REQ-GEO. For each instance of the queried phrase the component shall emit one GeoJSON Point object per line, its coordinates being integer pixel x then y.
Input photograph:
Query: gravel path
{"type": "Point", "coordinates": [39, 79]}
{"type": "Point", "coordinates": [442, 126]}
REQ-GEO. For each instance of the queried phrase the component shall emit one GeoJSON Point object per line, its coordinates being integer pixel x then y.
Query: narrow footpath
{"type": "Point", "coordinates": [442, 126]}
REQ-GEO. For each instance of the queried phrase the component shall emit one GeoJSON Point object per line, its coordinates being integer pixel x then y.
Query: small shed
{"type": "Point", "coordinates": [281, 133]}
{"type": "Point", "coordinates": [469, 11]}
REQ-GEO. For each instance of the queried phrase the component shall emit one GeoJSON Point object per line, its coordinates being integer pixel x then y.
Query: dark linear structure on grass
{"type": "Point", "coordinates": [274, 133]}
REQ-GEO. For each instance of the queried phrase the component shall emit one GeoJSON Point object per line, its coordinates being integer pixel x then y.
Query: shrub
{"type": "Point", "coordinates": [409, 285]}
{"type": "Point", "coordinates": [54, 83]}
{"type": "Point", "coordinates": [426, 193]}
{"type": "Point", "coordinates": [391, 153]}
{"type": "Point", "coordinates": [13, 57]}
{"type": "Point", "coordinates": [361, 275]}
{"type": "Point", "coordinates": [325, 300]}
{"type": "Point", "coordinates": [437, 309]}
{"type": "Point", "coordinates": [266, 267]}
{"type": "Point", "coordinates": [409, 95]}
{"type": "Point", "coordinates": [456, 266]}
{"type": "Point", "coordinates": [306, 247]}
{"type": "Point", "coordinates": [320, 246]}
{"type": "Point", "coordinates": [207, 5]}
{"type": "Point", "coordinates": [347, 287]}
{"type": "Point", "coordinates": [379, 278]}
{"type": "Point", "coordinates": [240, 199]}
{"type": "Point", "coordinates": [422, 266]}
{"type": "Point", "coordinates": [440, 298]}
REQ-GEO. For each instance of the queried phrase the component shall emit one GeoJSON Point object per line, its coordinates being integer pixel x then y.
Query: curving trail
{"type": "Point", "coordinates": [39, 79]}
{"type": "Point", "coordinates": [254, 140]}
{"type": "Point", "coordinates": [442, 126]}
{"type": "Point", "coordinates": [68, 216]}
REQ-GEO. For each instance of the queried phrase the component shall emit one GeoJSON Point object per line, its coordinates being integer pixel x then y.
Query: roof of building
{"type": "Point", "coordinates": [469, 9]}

_DO THIS_.
Print all of the entries exactly as they are written.

_WRITTEN SOLUTION_.
REQ-GEO. For each instance of the queried phrase the component shall emit one GeoJSON Point object per line, its coordinates being integer pixel x then y.
Input photograph:
Query: gravel path
{"type": "Point", "coordinates": [39, 79]}
{"type": "Point", "coordinates": [442, 126]}
REQ-GEO. For each instance of the queried phrase the component shall emit one GeoJSON Point object per line, its coordinates being integer pixel x then y.
Query: narrow footpath
{"type": "Point", "coordinates": [442, 126]}
REQ-GEO. For each instance of the queried phrase the component shall emit one GeoJSON Point object per line, its coordinates being integer pixel x then y.
Query: small shed
{"type": "Point", "coordinates": [281, 133]}
{"type": "Point", "coordinates": [469, 11]}
REQ-GEO. For each instance of the queried phrase the component shall emit one GeoJSON Point object per line, its coordinates being integer pixel x then y.
Query: dark linear structure on grass
{"type": "Point", "coordinates": [274, 133]}
REQ-GEO. For each instance of the queried phrase the component shall emit one GeoJSON Point object per line, its coordinates being integer pixel x then y.
Query: shrub
{"type": "Point", "coordinates": [409, 285]}
{"type": "Point", "coordinates": [54, 83]}
{"type": "Point", "coordinates": [426, 193]}
{"type": "Point", "coordinates": [391, 153]}
{"type": "Point", "coordinates": [13, 57]}
{"type": "Point", "coordinates": [361, 275]}
{"type": "Point", "coordinates": [325, 300]}
{"type": "Point", "coordinates": [437, 309]}
{"type": "Point", "coordinates": [266, 267]}
{"type": "Point", "coordinates": [409, 95]}
{"type": "Point", "coordinates": [456, 266]}
{"type": "Point", "coordinates": [306, 247]}
{"type": "Point", "coordinates": [320, 246]}
{"type": "Point", "coordinates": [207, 5]}
{"type": "Point", "coordinates": [347, 287]}
{"type": "Point", "coordinates": [379, 278]}
{"type": "Point", "coordinates": [240, 199]}
{"type": "Point", "coordinates": [422, 266]}
{"type": "Point", "coordinates": [440, 298]}
REQ-GEO. For each instance of the queried phrase the component shall emit one GeoJSON Point object per line, its coordinates being integer pixel x then y.
Query: curving trail
{"type": "Point", "coordinates": [39, 79]}
{"type": "Point", "coordinates": [254, 140]}
{"type": "Point", "coordinates": [442, 126]}
{"type": "Point", "coordinates": [68, 216]}
REQ-GEO. For each instance of the queried phrase the component shall emit one GeoJSON Point object per line, its coordinates being integer pixel x then y.
Query: roof of building
{"type": "Point", "coordinates": [469, 9]}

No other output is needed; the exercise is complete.